In the records below, find the line containing "Can you find the ceiling fan in". Restate it and all the lines after it exactly, and omit the rest.

*** AVAILABLE DATA ***

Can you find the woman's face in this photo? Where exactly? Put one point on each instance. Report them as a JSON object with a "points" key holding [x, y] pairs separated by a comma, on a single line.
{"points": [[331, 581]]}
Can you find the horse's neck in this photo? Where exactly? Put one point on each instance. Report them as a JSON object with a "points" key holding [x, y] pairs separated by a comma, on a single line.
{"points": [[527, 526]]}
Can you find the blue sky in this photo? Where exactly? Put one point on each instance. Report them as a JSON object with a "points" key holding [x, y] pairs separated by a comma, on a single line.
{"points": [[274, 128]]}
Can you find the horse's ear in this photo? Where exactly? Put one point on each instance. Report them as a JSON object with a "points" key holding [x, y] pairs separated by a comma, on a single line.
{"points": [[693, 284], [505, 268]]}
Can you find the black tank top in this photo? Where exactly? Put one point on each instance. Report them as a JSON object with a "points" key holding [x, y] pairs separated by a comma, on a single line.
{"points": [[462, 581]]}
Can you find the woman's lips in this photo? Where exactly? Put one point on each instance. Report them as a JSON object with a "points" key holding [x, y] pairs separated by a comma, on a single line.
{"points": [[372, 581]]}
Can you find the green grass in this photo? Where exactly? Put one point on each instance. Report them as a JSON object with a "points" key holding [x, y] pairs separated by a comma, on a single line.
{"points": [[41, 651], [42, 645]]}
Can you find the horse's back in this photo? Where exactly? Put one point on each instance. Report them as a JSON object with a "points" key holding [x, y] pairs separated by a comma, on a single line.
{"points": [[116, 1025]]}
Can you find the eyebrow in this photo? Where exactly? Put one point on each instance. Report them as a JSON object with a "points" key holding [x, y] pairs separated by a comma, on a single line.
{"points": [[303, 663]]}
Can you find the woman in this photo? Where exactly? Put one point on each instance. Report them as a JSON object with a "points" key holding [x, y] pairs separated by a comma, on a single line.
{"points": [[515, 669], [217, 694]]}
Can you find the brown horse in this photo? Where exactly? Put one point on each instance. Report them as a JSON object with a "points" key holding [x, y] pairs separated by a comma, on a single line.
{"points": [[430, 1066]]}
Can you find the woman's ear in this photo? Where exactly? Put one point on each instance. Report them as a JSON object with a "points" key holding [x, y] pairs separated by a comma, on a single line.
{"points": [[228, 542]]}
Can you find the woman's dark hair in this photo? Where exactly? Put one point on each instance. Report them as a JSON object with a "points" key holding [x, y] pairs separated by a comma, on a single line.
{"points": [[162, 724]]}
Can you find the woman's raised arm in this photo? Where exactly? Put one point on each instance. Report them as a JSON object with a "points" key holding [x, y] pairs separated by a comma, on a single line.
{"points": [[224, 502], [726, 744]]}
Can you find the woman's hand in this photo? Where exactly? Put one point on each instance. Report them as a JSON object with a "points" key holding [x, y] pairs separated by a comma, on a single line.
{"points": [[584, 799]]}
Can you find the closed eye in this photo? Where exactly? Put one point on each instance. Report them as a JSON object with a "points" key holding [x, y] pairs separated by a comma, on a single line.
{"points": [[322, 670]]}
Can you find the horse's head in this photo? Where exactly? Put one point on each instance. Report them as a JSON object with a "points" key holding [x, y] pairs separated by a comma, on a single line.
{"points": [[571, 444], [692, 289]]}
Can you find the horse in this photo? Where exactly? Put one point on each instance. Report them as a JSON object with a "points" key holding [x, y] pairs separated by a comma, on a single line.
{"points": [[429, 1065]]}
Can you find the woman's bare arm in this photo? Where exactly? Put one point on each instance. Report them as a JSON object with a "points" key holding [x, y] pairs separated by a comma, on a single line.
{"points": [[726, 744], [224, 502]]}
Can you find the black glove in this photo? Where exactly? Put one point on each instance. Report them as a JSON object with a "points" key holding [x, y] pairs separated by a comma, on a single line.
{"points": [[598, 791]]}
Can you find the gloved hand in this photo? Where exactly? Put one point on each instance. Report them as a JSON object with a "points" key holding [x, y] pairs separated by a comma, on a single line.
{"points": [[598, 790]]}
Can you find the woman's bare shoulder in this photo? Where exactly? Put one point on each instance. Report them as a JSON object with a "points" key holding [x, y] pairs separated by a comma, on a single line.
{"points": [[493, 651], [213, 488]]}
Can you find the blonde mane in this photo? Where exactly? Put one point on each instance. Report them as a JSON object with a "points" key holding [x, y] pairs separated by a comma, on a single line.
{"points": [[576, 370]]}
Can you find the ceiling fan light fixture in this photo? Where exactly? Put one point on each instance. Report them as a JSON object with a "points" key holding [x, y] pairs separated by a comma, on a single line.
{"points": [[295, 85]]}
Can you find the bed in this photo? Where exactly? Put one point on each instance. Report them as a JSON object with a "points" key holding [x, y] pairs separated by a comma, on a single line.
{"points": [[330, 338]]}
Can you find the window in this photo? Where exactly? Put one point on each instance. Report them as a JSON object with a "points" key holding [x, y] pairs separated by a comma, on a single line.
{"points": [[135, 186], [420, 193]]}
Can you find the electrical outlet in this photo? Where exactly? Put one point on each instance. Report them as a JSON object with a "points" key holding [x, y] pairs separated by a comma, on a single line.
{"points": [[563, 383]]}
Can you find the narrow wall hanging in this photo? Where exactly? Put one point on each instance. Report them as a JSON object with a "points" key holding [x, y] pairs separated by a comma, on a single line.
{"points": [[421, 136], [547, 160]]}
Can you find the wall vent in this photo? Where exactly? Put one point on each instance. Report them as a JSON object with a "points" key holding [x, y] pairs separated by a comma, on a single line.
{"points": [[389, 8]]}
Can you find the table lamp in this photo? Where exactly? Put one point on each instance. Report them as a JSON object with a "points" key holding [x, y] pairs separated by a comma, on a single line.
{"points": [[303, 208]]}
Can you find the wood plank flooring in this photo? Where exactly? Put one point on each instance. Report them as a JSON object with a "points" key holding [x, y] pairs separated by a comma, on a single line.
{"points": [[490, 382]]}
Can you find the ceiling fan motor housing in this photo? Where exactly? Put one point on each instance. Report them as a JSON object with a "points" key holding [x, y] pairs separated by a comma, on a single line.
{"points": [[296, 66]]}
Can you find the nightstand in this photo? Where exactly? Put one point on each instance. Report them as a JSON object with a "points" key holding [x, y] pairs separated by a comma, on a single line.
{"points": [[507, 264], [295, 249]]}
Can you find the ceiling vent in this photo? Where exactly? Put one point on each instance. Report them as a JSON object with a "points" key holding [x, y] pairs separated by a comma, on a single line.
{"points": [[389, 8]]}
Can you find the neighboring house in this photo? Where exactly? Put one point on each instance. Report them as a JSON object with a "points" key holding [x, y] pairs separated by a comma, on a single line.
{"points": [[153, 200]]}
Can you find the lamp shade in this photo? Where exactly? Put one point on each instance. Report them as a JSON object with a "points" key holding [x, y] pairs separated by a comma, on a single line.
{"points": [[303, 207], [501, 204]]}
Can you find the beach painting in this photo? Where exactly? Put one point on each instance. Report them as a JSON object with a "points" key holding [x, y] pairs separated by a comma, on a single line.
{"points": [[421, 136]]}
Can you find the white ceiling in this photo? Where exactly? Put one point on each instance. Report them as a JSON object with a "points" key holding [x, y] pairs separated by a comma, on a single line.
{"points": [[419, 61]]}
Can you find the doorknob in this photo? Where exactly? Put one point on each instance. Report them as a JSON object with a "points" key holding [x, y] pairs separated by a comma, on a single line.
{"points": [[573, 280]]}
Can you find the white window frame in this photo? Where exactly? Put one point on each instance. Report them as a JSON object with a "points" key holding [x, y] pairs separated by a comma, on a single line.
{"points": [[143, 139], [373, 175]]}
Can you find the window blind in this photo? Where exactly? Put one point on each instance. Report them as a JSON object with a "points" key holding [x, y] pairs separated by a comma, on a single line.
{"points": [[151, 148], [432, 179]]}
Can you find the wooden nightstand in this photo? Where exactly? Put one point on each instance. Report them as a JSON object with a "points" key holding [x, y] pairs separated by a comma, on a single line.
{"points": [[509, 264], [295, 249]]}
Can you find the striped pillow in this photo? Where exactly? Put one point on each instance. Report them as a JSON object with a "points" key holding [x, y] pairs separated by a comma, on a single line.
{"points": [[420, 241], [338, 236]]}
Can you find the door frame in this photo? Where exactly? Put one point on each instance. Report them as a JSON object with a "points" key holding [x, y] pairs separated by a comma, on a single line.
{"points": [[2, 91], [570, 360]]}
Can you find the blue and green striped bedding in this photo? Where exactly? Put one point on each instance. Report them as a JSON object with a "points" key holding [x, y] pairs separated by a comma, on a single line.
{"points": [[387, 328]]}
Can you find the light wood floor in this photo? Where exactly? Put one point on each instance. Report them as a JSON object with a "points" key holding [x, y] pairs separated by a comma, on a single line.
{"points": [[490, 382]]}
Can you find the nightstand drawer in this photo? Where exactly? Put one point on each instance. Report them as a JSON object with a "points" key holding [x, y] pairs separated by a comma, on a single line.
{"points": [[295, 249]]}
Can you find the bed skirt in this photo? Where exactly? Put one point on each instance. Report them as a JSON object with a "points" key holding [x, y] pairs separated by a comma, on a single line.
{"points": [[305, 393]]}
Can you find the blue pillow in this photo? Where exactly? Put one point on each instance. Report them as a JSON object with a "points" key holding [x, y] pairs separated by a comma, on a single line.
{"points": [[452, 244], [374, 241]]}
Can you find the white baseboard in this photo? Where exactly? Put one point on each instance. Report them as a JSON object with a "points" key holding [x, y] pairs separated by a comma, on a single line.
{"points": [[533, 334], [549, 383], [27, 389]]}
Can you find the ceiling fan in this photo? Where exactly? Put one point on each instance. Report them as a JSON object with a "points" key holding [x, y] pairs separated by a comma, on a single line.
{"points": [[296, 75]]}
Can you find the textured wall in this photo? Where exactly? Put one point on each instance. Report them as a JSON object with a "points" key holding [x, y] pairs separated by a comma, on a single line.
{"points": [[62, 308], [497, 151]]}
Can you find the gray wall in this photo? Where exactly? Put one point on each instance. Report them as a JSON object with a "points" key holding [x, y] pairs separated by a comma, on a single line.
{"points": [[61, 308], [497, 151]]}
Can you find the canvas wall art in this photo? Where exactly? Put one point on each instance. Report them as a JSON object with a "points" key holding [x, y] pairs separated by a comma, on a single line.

*** End of AVAILABLE DATA ***

REPLY:
Can you find the ceiling fan in this photo? Where exactly? Put one point on each instance. Report them as a JSON object with a "points" key holding [x, y] pairs separated by a comma, on a single line.
{"points": [[296, 75]]}
Can you find the textured wall in this photo? Where exactly? Put one point on each instance. Report them as a JSON object with a "points" key holding [x, y] pairs separated by a comma, on a single line.
{"points": [[62, 308], [497, 151]]}
Can you find the gray wall in this photo? Where exactly? Put one point on each instance. Report them as a JSON object with a "points" key holding [x, y] pairs separated by a comma, on a single line.
{"points": [[61, 308], [497, 151]]}
Can you find the canvas wall art in this photo? Where exactly? Put one point on each instance. Report them as a JSON object with a "points" key holding [x, y] pairs separated by a comma, on a single line.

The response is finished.